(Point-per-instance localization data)
• • • • • • •

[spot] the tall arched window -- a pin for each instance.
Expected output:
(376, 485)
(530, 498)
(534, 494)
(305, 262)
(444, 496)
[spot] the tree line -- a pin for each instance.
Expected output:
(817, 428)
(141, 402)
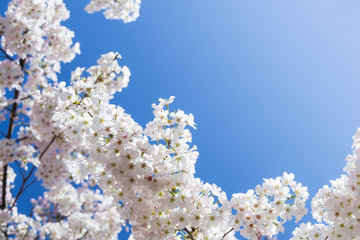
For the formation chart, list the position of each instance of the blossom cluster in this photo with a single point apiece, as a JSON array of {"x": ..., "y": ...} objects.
[
  {"x": 70, "y": 136},
  {"x": 337, "y": 207},
  {"x": 264, "y": 212},
  {"x": 126, "y": 10}
]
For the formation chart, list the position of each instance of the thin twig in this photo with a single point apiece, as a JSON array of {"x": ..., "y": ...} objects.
[
  {"x": 8, "y": 136},
  {"x": 2, "y": 133},
  {"x": 30, "y": 215},
  {"x": 22, "y": 174}
]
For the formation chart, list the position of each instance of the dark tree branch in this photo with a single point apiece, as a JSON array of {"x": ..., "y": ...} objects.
[
  {"x": 189, "y": 233},
  {"x": 23, "y": 187},
  {"x": 8, "y": 136}
]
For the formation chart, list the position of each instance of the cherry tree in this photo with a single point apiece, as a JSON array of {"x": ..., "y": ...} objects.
[{"x": 103, "y": 170}]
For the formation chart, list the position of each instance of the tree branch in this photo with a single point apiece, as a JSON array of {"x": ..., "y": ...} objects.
[
  {"x": 227, "y": 233},
  {"x": 8, "y": 136},
  {"x": 23, "y": 187},
  {"x": 6, "y": 55}
]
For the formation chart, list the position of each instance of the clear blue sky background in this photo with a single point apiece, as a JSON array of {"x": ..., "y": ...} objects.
[{"x": 273, "y": 85}]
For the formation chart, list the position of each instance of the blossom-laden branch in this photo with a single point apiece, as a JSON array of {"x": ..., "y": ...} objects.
[{"x": 23, "y": 186}]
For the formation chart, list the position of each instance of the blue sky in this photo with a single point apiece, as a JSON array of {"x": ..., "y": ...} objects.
[{"x": 273, "y": 85}]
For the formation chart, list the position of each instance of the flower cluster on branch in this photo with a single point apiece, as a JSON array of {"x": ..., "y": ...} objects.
[{"x": 102, "y": 170}]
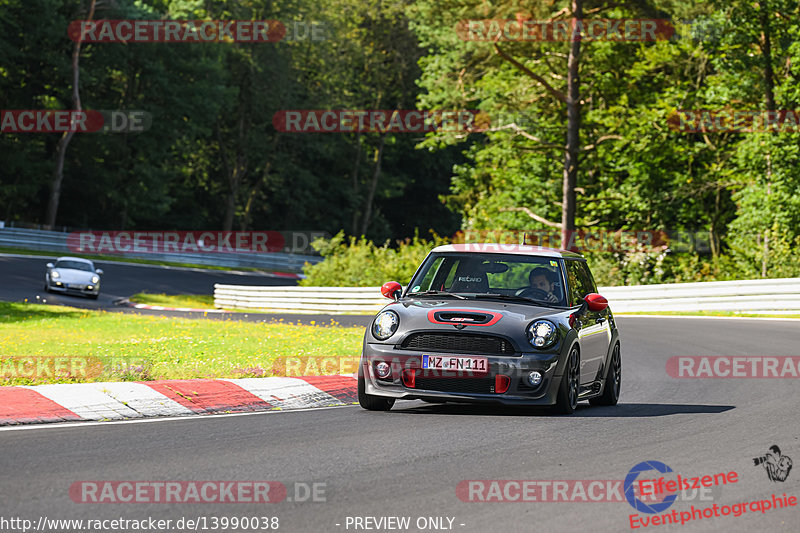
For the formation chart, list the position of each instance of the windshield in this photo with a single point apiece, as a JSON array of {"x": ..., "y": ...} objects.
[
  {"x": 536, "y": 278},
  {"x": 75, "y": 265}
]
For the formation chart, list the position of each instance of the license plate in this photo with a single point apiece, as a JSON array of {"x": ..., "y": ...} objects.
[{"x": 477, "y": 365}]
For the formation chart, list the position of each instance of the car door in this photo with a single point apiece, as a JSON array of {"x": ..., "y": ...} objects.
[{"x": 594, "y": 332}]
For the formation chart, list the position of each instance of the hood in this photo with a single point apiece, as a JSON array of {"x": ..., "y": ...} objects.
[{"x": 68, "y": 275}]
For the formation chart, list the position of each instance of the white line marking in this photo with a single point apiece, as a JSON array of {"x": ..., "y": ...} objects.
[
  {"x": 695, "y": 317},
  {"x": 286, "y": 393},
  {"x": 87, "y": 400},
  {"x": 160, "y": 419}
]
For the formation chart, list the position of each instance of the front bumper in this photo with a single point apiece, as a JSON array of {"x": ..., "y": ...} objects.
[{"x": 450, "y": 385}]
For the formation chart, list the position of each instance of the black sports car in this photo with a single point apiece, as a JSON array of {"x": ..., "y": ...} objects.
[{"x": 514, "y": 324}]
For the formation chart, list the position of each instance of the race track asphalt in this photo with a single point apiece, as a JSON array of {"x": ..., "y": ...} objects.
[
  {"x": 23, "y": 279},
  {"x": 409, "y": 461}
]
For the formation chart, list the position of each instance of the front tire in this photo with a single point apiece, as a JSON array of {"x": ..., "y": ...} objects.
[
  {"x": 567, "y": 396},
  {"x": 368, "y": 401},
  {"x": 613, "y": 381}
]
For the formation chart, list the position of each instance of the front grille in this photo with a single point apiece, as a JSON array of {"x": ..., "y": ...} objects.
[
  {"x": 458, "y": 343},
  {"x": 465, "y": 385}
]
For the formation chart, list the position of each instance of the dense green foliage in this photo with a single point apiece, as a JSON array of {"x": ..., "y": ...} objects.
[{"x": 213, "y": 159}]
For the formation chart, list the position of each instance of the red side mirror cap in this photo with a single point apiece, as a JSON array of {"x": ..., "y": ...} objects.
[
  {"x": 392, "y": 290},
  {"x": 595, "y": 302}
]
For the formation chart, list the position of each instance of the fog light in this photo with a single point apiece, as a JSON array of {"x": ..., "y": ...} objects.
[{"x": 383, "y": 369}]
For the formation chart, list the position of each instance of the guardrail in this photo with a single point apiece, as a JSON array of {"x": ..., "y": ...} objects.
[
  {"x": 56, "y": 242},
  {"x": 755, "y": 296}
]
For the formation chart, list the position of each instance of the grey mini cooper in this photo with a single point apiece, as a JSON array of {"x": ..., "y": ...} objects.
[{"x": 513, "y": 324}]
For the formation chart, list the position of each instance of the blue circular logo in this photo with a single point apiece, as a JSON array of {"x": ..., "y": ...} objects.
[{"x": 630, "y": 482}]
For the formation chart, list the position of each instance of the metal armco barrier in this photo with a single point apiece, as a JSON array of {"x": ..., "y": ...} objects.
[
  {"x": 756, "y": 296},
  {"x": 56, "y": 242}
]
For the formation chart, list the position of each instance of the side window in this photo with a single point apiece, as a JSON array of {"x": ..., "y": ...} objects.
[
  {"x": 450, "y": 270},
  {"x": 587, "y": 274},
  {"x": 580, "y": 281}
]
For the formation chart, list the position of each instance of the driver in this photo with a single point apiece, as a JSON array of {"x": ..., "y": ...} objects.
[{"x": 542, "y": 279}]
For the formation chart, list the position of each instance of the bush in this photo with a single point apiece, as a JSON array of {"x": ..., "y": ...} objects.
[{"x": 355, "y": 262}]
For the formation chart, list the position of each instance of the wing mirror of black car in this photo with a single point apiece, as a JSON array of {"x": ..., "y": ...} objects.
[{"x": 392, "y": 290}]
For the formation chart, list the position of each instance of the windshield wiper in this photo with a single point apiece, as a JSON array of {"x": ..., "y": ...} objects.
[
  {"x": 515, "y": 298},
  {"x": 438, "y": 293}
]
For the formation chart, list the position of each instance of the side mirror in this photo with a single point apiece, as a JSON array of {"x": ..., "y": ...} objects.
[
  {"x": 595, "y": 302},
  {"x": 392, "y": 290}
]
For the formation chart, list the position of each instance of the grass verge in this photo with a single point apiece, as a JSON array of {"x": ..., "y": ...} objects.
[{"x": 50, "y": 344}]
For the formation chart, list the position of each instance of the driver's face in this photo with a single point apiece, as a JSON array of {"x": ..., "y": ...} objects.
[{"x": 541, "y": 283}]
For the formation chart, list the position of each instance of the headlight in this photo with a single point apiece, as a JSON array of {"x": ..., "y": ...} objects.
[
  {"x": 542, "y": 334},
  {"x": 385, "y": 325}
]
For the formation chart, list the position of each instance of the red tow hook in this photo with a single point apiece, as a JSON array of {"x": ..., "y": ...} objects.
[
  {"x": 501, "y": 383},
  {"x": 409, "y": 377}
]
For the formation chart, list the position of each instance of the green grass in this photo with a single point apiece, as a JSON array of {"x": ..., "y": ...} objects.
[
  {"x": 105, "y": 346},
  {"x": 710, "y": 313},
  {"x": 197, "y": 301},
  {"x": 116, "y": 258}
]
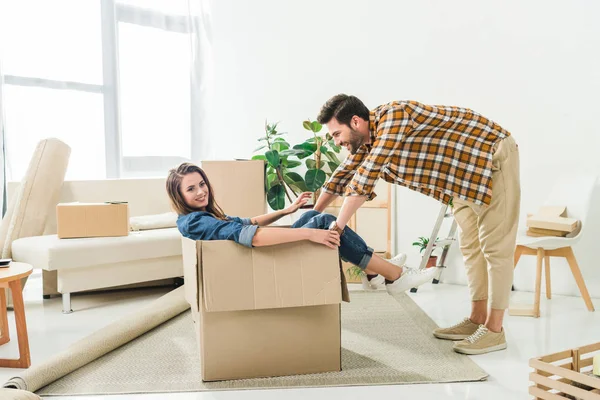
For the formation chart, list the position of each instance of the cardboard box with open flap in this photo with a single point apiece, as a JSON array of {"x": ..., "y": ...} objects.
[{"x": 267, "y": 311}]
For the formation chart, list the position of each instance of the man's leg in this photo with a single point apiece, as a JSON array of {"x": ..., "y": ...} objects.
[
  {"x": 498, "y": 225},
  {"x": 475, "y": 263},
  {"x": 497, "y": 236}
]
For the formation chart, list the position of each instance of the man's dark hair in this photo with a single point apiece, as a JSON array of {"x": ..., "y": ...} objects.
[{"x": 343, "y": 107}]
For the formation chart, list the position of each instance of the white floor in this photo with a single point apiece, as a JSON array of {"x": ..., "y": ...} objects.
[{"x": 565, "y": 323}]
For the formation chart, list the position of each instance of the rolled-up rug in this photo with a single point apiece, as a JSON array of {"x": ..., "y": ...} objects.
[{"x": 101, "y": 342}]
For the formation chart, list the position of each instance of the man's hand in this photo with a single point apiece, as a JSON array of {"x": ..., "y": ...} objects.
[
  {"x": 351, "y": 204},
  {"x": 299, "y": 202},
  {"x": 330, "y": 239}
]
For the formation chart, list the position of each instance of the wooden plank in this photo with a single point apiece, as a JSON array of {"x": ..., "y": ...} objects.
[
  {"x": 563, "y": 387},
  {"x": 565, "y": 373},
  {"x": 576, "y": 360},
  {"x": 589, "y": 348},
  {"x": 568, "y": 366},
  {"x": 541, "y": 394},
  {"x": 556, "y": 356}
]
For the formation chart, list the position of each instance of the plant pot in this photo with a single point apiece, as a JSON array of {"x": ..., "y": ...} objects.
[{"x": 432, "y": 262}]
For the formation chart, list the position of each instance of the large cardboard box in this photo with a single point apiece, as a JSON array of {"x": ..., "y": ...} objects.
[
  {"x": 81, "y": 220},
  {"x": 239, "y": 186},
  {"x": 266, "y": 311}
]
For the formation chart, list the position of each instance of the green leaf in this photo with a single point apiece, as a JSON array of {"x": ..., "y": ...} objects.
[
  {"x": 312, "y": 164},
  {"x": 291, "y": 152},
  {"x": 333, "y": 146},
  {"x": 315, "y": 178},
  {"x": 316, "y": 127},
  {"x": 280, "y": 146},
  {"x": 332, "y": 157},
  {"x": 276, "y": 197},
  {"x": 306, "y": 146},
  {"x": 332, "y": 166},
  {"x": 272, "y": 179},
  {"x": 294, "y": 179},
  {"x": 293, "y": 164},
  {"x": 273, "y": 158}
]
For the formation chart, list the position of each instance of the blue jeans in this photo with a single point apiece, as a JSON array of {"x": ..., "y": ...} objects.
[{"x": 352, "y": 248}]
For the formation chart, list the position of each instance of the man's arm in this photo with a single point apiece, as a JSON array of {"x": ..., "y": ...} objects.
[
  {"x": 392, "y": 126},
  {"x": 339, "y": 179}
]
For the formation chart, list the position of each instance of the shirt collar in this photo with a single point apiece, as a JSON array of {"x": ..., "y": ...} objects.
[{"x": 372, "y": 130}]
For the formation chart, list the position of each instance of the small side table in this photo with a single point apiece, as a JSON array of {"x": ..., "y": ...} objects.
[{"x": 11, "y": 278}]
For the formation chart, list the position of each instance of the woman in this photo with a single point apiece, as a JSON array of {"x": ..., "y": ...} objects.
[{"x": 201, "y": 218}]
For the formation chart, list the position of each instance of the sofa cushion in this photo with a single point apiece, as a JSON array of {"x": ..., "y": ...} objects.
[{"x": 51, "y": 253}]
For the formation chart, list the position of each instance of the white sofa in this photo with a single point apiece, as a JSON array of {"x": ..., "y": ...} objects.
[{"x": 75, "y": 265}]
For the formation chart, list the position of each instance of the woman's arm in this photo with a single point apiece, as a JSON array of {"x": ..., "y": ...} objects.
[
  {"x": 267, "y": 219},
  {"x": 271, "y": 236}
]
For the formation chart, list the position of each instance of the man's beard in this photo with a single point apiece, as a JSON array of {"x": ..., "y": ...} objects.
[{"x": 356, "y": 140}]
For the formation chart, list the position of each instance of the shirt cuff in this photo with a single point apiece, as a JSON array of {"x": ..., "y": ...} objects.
[
  {"x": 332, "y": 188},
  {"x": 247, "y": 234},
  {"x": 353, "y": 191}
]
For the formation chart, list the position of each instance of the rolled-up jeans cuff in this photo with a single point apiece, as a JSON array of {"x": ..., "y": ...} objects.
[{"x": 366, "y": 258}]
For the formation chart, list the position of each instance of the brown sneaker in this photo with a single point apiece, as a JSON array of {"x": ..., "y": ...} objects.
[
  {"x": 481, "y": 342},
  {"x": 459, "y": 331}
]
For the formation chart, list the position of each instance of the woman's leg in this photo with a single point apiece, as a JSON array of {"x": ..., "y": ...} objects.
[{"x": 353, "y": 248}]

• • • • • • •

PROBLEM STATEMENT:
Every line of the records in which the string "spot" is found should be counted, and only the count returned.

COMPLETED EXERCISE:
2